Stored entries
____________
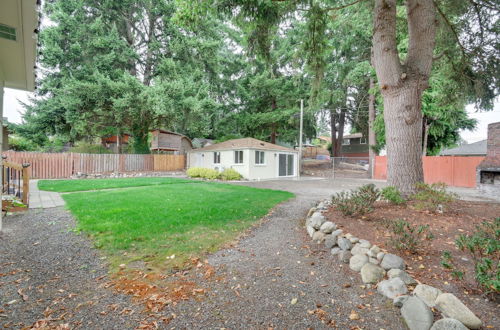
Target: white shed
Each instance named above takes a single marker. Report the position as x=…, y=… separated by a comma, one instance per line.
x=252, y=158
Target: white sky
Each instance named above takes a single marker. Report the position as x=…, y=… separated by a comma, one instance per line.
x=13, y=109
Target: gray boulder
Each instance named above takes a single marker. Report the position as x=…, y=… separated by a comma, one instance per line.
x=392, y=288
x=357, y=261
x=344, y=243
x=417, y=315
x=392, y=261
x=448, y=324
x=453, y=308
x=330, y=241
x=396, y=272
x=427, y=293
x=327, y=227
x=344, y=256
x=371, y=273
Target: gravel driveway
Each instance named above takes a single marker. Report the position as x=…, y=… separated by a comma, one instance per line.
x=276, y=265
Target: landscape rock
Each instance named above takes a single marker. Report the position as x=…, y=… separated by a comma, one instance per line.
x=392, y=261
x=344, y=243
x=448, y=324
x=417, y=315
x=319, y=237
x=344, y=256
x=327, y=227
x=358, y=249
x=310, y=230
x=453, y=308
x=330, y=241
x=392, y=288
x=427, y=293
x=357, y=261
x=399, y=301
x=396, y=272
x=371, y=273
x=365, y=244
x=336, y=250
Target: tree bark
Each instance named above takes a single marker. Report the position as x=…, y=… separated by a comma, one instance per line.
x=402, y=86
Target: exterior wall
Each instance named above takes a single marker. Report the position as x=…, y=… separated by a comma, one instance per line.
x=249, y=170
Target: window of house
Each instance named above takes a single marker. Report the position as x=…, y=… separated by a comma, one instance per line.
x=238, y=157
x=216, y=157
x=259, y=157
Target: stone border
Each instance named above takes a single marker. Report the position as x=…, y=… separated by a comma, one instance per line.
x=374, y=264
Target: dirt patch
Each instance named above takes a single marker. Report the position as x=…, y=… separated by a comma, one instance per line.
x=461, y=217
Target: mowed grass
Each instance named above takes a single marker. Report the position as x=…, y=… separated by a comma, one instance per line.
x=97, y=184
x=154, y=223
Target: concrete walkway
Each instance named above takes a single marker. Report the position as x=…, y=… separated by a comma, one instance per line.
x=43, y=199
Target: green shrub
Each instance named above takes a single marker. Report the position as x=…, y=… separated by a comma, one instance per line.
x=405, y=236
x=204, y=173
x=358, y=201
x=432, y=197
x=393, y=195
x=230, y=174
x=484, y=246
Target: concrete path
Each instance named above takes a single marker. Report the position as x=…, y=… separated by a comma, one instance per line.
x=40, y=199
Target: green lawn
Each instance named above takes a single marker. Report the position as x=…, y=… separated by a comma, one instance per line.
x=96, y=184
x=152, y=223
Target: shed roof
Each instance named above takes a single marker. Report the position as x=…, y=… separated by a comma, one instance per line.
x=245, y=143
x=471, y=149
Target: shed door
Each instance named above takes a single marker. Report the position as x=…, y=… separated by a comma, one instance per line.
____________
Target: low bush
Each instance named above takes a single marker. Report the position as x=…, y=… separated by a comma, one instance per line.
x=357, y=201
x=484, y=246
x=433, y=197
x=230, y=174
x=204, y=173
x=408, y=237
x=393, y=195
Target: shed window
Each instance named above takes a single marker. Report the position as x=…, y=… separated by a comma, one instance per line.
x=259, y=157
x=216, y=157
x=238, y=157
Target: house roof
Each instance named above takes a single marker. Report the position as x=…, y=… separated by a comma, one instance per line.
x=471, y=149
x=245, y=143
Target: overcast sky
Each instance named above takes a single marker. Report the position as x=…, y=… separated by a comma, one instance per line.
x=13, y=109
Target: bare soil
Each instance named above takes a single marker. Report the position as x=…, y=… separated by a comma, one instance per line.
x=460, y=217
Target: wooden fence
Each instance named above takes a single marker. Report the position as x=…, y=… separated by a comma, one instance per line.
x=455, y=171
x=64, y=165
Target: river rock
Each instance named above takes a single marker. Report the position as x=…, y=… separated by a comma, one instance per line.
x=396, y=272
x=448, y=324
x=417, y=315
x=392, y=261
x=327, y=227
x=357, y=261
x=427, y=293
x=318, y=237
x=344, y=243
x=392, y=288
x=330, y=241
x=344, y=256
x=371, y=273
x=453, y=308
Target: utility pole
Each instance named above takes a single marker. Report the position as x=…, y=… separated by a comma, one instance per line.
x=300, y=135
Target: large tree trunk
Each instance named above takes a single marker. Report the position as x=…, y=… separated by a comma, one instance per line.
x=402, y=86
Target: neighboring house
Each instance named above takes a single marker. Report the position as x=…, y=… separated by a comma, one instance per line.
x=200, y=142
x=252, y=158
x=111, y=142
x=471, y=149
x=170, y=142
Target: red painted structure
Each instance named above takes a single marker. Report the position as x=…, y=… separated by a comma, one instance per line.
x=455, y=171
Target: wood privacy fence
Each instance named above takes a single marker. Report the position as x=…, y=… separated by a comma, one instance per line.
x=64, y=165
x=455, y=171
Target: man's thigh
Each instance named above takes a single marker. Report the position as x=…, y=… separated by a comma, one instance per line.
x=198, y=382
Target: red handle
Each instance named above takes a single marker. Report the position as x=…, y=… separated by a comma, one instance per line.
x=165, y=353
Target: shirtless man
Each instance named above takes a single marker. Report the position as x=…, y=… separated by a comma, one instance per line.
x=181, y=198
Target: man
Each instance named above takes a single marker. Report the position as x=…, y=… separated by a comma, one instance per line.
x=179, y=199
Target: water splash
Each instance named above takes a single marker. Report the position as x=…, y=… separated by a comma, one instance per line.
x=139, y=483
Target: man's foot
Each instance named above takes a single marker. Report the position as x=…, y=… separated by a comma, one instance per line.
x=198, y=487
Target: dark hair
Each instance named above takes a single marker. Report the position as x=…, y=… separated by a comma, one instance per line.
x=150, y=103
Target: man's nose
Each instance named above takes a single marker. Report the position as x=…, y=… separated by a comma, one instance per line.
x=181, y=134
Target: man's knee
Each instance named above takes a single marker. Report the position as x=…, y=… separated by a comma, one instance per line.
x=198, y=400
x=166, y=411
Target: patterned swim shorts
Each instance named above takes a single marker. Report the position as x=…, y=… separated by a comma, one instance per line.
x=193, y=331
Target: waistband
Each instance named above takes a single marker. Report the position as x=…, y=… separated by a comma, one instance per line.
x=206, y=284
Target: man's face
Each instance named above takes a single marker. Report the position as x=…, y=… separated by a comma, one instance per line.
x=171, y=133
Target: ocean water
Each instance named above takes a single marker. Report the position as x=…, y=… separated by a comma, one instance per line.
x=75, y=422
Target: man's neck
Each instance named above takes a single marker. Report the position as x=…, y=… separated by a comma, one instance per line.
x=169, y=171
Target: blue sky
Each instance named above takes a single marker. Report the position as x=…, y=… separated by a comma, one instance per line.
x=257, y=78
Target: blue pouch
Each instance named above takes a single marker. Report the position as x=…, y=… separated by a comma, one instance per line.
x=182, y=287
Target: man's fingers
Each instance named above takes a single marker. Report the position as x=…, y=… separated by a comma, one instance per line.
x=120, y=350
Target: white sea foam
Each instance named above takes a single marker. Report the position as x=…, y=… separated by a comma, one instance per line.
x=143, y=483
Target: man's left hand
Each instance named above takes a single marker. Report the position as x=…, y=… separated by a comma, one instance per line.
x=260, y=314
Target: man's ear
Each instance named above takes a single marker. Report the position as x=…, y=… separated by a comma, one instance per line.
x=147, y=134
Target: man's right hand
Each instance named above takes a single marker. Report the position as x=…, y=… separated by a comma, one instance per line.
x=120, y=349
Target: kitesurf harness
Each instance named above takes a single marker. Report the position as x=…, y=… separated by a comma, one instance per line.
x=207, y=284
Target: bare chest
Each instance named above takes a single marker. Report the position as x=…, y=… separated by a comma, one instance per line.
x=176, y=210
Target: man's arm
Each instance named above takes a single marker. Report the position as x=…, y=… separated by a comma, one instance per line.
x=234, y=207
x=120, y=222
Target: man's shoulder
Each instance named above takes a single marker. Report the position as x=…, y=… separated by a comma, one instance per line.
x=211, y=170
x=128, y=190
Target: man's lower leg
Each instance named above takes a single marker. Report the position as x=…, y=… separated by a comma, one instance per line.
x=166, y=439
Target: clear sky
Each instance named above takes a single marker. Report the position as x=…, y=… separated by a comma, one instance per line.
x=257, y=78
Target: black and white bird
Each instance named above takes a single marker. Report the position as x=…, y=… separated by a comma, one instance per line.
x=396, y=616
____________
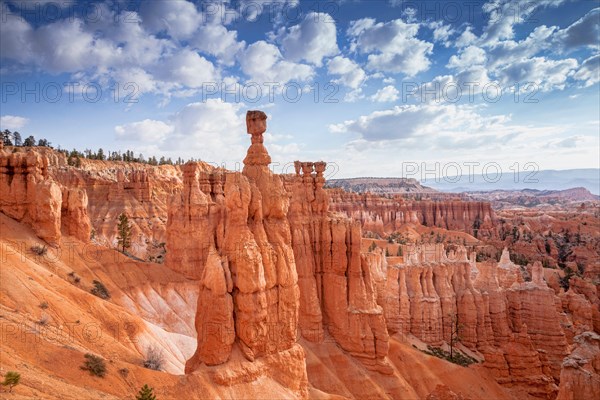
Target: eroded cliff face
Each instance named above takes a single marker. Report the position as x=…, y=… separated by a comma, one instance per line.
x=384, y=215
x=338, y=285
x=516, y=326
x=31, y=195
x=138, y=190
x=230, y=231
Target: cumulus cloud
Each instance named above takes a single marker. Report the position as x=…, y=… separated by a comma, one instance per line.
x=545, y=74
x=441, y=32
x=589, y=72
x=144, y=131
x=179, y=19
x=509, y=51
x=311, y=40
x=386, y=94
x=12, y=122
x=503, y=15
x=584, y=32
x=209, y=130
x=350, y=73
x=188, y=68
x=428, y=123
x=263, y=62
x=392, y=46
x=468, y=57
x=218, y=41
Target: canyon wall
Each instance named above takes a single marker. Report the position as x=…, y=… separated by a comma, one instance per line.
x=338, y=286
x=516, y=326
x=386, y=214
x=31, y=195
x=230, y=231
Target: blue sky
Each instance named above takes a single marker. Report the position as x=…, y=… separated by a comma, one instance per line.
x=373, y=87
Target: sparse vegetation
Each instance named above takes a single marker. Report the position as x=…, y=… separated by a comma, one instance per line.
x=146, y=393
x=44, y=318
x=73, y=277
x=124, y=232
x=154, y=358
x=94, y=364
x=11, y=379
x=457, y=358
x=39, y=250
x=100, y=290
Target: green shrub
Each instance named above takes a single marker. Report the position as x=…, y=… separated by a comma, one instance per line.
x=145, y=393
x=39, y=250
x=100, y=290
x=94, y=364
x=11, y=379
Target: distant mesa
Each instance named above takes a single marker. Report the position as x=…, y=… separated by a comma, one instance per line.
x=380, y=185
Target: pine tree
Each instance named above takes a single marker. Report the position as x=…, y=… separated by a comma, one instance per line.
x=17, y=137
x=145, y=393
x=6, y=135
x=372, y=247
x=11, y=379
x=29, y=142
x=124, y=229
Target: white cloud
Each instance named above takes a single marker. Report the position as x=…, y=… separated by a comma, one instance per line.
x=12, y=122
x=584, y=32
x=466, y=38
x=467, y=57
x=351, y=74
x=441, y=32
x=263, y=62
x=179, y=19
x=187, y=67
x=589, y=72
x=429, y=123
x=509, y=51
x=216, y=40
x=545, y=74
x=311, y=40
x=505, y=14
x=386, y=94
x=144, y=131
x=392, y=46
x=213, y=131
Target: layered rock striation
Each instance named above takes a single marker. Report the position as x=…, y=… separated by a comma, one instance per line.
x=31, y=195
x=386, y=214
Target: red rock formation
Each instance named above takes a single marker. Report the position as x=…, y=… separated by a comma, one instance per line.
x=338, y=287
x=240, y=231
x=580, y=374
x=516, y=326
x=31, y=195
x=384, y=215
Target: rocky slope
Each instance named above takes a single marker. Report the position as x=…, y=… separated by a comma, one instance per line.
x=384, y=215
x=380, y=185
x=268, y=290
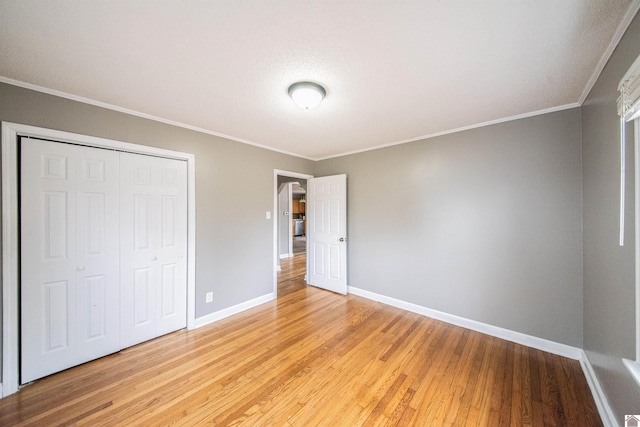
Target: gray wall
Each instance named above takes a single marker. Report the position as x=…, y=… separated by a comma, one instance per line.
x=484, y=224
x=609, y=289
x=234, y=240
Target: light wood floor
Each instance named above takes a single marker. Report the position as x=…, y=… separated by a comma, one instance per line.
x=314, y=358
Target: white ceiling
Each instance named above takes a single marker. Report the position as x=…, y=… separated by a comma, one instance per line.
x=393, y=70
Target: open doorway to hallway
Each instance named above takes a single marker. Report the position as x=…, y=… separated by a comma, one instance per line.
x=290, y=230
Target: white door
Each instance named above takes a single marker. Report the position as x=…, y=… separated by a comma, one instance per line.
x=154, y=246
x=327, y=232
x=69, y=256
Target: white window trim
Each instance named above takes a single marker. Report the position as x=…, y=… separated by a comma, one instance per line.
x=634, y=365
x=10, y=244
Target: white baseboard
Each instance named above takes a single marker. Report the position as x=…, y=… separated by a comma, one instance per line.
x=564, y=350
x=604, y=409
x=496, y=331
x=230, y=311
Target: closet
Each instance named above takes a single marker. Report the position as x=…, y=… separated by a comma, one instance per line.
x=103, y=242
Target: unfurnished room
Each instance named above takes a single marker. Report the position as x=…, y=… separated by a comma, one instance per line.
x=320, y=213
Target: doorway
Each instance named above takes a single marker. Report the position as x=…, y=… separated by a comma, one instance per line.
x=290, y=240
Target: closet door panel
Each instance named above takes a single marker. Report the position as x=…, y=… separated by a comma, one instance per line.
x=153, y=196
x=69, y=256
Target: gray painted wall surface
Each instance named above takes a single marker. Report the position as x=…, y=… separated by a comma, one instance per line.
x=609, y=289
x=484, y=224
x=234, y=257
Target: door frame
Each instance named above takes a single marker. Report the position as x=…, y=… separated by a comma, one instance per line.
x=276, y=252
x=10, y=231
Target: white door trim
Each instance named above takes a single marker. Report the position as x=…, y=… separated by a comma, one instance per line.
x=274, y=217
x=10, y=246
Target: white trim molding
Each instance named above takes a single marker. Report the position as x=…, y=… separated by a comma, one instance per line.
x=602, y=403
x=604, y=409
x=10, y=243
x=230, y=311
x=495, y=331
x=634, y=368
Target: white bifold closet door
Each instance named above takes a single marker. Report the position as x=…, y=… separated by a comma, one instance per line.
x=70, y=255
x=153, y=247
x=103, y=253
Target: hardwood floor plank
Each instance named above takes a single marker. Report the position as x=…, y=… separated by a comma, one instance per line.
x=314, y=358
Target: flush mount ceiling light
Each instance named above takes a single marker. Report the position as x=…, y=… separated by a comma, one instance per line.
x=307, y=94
____________
(What this task involves) Above are records; repeat only the lines starting at the line with "Target: dark hair" and ending at the line with "Target: patterned swim shorts", exactly as they appear, both included.

(Answer section)
Target: dark hair
Each instance named above takes a single marker. Report the position as x=…, y=… separated by a comma, one instance per line.
x=150, y=103
Target: man's nose
Each instance named above takes a single marker. Report the position as x=…, y=… separated by a comma, one instance per line.
x=181, y=134
Target: man's knee
Each instance named above takes a single marker. Report the position as x=…, y=… separated by a comma, one instance per line.
x=198, y=400
x=166, y=411
Target: patterned swim shorts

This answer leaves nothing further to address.